(Rows from a pointing dataset)
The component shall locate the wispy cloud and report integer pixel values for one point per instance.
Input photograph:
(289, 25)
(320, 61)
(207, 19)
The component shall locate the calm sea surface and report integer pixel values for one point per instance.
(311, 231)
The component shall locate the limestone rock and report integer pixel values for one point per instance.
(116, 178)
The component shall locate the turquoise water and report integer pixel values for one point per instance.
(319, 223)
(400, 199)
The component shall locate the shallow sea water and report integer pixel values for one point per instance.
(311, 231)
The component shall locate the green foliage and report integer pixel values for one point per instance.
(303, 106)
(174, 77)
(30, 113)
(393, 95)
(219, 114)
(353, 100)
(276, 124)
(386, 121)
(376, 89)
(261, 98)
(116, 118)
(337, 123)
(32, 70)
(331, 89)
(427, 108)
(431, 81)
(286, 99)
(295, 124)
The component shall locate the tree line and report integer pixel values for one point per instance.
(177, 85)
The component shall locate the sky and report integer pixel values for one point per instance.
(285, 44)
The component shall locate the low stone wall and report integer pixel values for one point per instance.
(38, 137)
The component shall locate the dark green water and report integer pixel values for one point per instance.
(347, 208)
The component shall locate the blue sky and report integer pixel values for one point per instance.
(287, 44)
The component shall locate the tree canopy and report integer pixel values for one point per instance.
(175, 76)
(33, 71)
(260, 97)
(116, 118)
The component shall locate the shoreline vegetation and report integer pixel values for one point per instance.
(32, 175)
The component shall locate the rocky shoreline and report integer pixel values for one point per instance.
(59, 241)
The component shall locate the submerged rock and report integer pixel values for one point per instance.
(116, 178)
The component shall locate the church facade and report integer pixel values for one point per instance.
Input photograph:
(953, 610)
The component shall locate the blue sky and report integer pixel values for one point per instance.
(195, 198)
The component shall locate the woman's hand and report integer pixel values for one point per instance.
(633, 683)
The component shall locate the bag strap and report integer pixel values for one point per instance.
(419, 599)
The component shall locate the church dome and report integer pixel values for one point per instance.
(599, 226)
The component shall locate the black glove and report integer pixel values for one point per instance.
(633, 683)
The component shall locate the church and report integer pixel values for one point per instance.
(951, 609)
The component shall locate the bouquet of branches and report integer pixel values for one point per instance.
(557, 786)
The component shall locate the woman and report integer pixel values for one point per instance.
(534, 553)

● **Exercise description**
Every line above needs to be retyped exactly.

● **Solved problem**
The component shall locate the wispy cloud and report integer pixel values for one point per instance.
Input photograph:
(289, 25)
(320, 61)
(207, 19)
The component shall locate the calm sea surface and report integer pixel values for one point per instance.
(311, 231)
The component shall locate the limestone rock and report integer pixel values for one point per instance.
(116, 178)
The component shall locate the turquoise water and report integer pixel values for one point per instance.
(319, 223)
(400, 199)
The component shall locate the shallow sea water and report integer pixel values for one point per instance.
(311, 231)
The component shall locate the green foliage and report integer pixel values for one point per instance.
(303, 106)
(174, 77)
(30, 113)
(393, 95)
(219, 114)
(353, 100)
(276, 124)
(386, 121)
(376, 89)
(261, 98)
(116, 118)
(337, 123)
(32, 70)
(331, 89)
(427, 108)
(431, 81)
(286, 99)
(295, 124)
The component shall locate the tree line and report integer pixel values for one point per instance.
(177, 85)
The component shall locate the sky and report integer pixel values for one point per instance.
(285, 44)
The component shall locate the low stone wall and report integer pixel values for one point per instance.
(38, 137)
The component shall locate the dark green water and report integer pixel values for one point per instance.
(347, 208)
The component shall locate the blue sky and report integer pixel values for one point per instance.
(287, 44)
The component shall locate the tree canopy and report integer pixel values for one point per instance.
(175, 76)
(33, 71)
(260, 97)
(116, 118)
The component shall locate the shoreline vegetation and report integer pixel values for one point per instance.
(32, 175)
The component shall locate the rocky shoreline and report integer pixel values for one point per instance.
(59, 241)
The component shall locate the submerged rock and report integer pixel values for one point per instance.
(116, 178)
The component shall locate the church facade and report integer pixel values for one point per instance.
Input photograph:
(953, 610)
The component shall locate the blue sky and report integer pixel values for one point per instance.
(195, 198)
The component shall locate the woman's hand and report integer pixel values for one point per instance.
(633, 683)
The component shall locate the bag strap and report integer pixel values for one point per instance.
(419, 599)
The component shall locate the church dome and report integer pixel values for one point per instance.
(599, 226)
The component shall locate the black glove and report integer pixel values for one point per instance.
(633, 683)
The component shall locate the church and report integer pixel values for one point per instance.
(951, 609)
The component shall locate the bouquet of branches and report integer pixel values for one point per instance.
(557, 786)
The component shall locate the woman and report integer pixel values for one point per instance.
(534, 553)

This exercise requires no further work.